President Barack Obama’s recent actions on gun control were a topic of discussion among attendees at gun show in Lexington on Saturday, where several show regulars said attendance was up.
“It’s obviously on everybody’s minds,” said Miles Owens of Lexington, who sells scopes and other optical equipment. “I think it definitely has generated some buzz.”
R.K. Shows, which organized this weekend’s show at Heritage Hall, hosts gun and knife shows in eight states.
Manager Billy Abner said attendance figures were not available for Saturday, but that ticket sales had been brisk.
“It’s been busier,” he said.
Some sellers said they think that is because people are concerned about the security of their Second Amendment rights.
“People are scared,” said John Lang, a vendor from Lexington who offered T-shirts and bumper stickers supporting gun rights, as well as Donald Trump for president. “It’s up to the American people. I’m telling people to speak up.”
Ronnie Lloyd, a federally licensed dealer from Somerset, said most of his customers buy guns for sporting or hunting, as well as for protection. He had sold two guns on Saturday, one to someone he didn’t know and another to a man he did know who was buying it as a birthday gift for his grandson.
Because he is already required to perform background checks, Lloyd said he did not expect Obama’s plans to affect him.
If we want to stop gun violence, we need to stop violence.
Charles Williams, Marion County gun dealer
“There’s so many guns in this country right now,” he said. “I don’t know what the answer is. I don’t know if anyone knows.”

GIVEN ENTRIES:
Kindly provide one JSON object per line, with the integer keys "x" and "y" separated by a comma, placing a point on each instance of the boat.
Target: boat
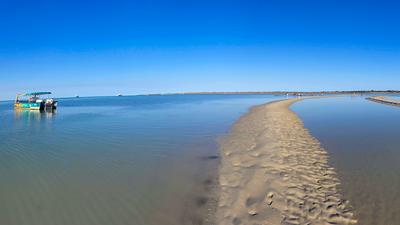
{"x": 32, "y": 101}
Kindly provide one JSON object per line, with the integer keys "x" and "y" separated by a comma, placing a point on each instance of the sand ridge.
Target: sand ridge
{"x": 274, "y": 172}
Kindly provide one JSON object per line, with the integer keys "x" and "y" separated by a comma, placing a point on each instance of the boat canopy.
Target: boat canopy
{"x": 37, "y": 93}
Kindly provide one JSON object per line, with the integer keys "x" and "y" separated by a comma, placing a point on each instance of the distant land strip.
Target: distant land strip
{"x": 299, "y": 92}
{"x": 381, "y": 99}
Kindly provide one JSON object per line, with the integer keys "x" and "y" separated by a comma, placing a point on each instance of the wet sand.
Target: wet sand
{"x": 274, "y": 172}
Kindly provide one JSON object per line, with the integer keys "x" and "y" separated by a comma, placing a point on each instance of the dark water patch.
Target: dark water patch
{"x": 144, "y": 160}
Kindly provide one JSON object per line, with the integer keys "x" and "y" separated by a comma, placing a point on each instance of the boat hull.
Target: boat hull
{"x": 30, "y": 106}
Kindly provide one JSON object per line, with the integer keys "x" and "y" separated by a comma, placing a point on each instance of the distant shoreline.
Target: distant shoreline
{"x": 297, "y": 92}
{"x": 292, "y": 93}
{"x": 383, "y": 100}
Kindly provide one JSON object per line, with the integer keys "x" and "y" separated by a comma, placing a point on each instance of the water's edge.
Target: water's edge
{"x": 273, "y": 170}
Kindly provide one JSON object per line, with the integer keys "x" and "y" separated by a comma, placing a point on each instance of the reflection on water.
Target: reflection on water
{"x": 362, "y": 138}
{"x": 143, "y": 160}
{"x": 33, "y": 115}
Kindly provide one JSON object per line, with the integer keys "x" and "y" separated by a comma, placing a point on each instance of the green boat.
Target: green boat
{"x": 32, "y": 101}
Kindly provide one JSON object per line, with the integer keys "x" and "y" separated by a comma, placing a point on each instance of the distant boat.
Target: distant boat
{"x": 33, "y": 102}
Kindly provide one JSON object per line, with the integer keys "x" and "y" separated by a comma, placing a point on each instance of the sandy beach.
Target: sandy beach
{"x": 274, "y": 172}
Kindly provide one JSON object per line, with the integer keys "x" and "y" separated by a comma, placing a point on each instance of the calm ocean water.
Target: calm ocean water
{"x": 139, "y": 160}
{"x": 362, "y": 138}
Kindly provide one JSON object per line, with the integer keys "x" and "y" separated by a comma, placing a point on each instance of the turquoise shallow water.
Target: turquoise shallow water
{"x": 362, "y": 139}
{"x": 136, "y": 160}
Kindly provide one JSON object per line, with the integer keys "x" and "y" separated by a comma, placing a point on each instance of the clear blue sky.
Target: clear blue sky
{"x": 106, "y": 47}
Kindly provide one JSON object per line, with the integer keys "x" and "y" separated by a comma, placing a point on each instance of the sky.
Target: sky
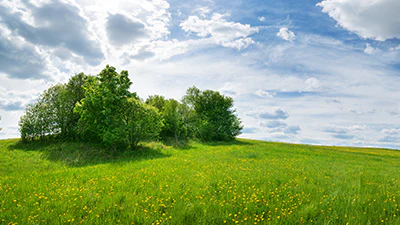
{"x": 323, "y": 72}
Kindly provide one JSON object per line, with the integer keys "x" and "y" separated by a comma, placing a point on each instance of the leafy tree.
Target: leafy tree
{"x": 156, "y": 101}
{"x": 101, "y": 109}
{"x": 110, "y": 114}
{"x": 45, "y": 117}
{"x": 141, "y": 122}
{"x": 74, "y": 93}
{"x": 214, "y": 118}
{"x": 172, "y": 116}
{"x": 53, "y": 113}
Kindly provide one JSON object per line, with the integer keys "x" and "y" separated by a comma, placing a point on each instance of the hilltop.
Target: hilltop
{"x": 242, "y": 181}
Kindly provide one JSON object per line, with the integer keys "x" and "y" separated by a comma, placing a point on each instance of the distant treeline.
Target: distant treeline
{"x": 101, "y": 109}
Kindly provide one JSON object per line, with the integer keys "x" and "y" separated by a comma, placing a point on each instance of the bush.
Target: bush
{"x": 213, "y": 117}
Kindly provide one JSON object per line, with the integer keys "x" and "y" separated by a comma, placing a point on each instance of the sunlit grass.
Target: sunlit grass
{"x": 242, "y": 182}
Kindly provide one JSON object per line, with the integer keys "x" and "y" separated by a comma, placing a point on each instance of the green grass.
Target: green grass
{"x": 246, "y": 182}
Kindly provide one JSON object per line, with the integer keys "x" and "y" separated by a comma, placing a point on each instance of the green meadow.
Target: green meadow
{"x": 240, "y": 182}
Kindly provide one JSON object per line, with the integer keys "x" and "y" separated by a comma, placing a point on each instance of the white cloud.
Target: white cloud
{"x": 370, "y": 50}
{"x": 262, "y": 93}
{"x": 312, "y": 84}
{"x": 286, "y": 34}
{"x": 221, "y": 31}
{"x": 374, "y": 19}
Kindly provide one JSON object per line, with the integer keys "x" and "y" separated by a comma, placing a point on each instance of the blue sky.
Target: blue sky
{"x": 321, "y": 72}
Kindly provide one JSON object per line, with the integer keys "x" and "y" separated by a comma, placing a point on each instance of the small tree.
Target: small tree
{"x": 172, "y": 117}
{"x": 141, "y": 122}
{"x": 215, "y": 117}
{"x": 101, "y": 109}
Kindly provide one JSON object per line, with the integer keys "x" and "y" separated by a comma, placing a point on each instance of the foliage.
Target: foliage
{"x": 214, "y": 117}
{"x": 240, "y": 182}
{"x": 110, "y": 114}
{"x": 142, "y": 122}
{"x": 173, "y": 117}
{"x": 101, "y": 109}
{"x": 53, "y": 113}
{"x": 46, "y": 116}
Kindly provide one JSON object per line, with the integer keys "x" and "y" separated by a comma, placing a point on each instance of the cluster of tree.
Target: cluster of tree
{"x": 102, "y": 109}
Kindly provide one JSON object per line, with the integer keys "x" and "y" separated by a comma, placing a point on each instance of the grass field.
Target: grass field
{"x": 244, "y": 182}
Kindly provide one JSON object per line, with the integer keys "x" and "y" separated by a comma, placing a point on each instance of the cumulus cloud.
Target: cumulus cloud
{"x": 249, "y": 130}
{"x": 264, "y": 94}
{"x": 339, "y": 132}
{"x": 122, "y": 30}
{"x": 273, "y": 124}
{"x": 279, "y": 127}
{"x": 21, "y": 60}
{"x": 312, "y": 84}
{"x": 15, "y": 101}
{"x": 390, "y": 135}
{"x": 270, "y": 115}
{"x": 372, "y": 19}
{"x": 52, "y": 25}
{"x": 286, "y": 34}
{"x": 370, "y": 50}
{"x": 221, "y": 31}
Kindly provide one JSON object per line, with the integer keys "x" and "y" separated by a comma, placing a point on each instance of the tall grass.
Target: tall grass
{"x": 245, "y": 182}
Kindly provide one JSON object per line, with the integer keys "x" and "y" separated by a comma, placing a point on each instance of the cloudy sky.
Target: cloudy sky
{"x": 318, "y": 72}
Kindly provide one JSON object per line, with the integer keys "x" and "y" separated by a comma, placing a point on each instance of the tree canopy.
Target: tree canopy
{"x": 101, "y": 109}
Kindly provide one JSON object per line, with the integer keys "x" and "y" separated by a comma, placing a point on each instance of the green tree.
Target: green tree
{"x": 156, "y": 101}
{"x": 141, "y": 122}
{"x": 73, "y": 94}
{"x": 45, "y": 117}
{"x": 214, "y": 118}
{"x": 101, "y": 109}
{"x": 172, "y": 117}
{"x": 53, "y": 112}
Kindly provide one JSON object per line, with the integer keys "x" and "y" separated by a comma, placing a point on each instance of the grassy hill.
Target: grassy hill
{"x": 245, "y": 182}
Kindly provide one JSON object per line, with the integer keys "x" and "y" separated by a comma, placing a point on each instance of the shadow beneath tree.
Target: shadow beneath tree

* * *

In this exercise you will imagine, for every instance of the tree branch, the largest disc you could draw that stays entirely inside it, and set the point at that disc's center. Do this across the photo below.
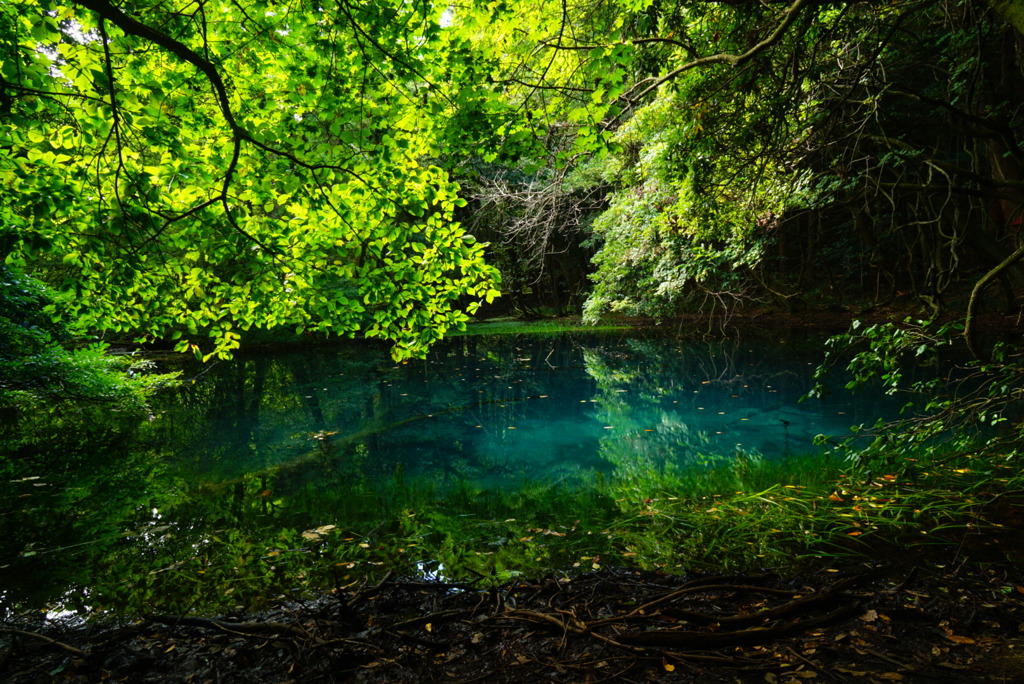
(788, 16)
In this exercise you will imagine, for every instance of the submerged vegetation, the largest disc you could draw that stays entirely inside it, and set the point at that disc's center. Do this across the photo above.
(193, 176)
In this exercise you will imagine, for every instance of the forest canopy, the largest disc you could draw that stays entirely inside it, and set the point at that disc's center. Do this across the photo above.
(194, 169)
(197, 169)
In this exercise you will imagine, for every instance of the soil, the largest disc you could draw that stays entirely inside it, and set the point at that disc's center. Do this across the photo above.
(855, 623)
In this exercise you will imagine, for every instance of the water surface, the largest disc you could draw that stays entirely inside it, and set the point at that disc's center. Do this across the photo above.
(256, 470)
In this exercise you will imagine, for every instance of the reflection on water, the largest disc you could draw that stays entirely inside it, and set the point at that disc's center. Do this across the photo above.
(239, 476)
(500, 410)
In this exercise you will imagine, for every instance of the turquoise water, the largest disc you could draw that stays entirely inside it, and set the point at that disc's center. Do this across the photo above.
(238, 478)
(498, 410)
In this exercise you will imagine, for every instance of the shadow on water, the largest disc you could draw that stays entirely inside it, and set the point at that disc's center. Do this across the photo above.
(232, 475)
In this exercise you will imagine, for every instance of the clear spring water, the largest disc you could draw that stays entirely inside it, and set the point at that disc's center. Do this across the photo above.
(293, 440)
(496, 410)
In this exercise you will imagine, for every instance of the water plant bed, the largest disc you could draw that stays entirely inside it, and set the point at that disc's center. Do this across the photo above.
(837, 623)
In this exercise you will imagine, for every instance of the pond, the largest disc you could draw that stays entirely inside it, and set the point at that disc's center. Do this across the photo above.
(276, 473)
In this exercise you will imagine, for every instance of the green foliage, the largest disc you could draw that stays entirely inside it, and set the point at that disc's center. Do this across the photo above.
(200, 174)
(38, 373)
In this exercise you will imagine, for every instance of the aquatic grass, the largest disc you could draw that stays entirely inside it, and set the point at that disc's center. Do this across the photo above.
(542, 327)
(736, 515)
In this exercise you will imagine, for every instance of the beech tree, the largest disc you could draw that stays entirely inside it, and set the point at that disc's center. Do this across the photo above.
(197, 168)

WHAT YOU SHOULD DO: Carry on the article about the Lexington gun show, picking up after its last sentence. The lines above are separate material, unrelated to the gun show article.

EXPECTED OUTPUT:
On Tuesday, Obama announced a 10-point plan that included an effort to subject more gun sales to background checks. Licensed dealers already are required to run background checks, but private sellers aren’t. Obama seeks to clarify who is in the business of gun sales and require them to get a license from the federal Bureau of Alcohol, Tobacco, Firearms and Explosives.
On Thursday, Obama participated a televised town hall-style meeting on the topic.
Charles Williams, a dealer from Marion County, pointed to a man at his booth filling out paperwork for a background check.
“The gun show loophole as it is talked about by politicians simply does not exist,” he said.
Williams said unlicensed dealers looking to profit from gun sales go elsewhere, such as to flea markets and the Internet, to offer guns for sale, while licensed dealers sell only at gun shows and at their places of business.
“It’s just stupid,” he said, “to think that passing a law is going to stop someone from doing evil. If we want to stop gun violence, we need to stop violence.”
David Crews of Georgetown came to the show hoping to trade a gun he brought with him.
“I’m not outraged by what Obama is trying to do,” he said. “I’m troubled by the way that he’s circumventing the process.”
Others, however, have lauded the president’s efforts.
The Brady Campaign to Prevent Gun Violence said the background checks required by the Brady Bill have blocked more than 2.4 million gun purchases so far, and more will now be blocked.
“Because of the president’s historic action, fewer guns will end up in the dangerous hands of convicted felons, domestic abusers, the dangerously mentally ill, and terrorists. Without question, lives will be saved,” organization President Dan Gross said in a news release.
Guns, knives and ammunition weren’t the only items on sale Saturday.
There was a bathroom remodeling company with a booth, as well as vendors offering books, flashlights and assorted other goods.
Mary Broyles sells Scentsy home fragrances at gun shows.
“I’m here for the ladies, and I’m here to keep the guys out of trouble,” she said. “They can go home and say, ‘Honey, I thought about you at the gun show.’”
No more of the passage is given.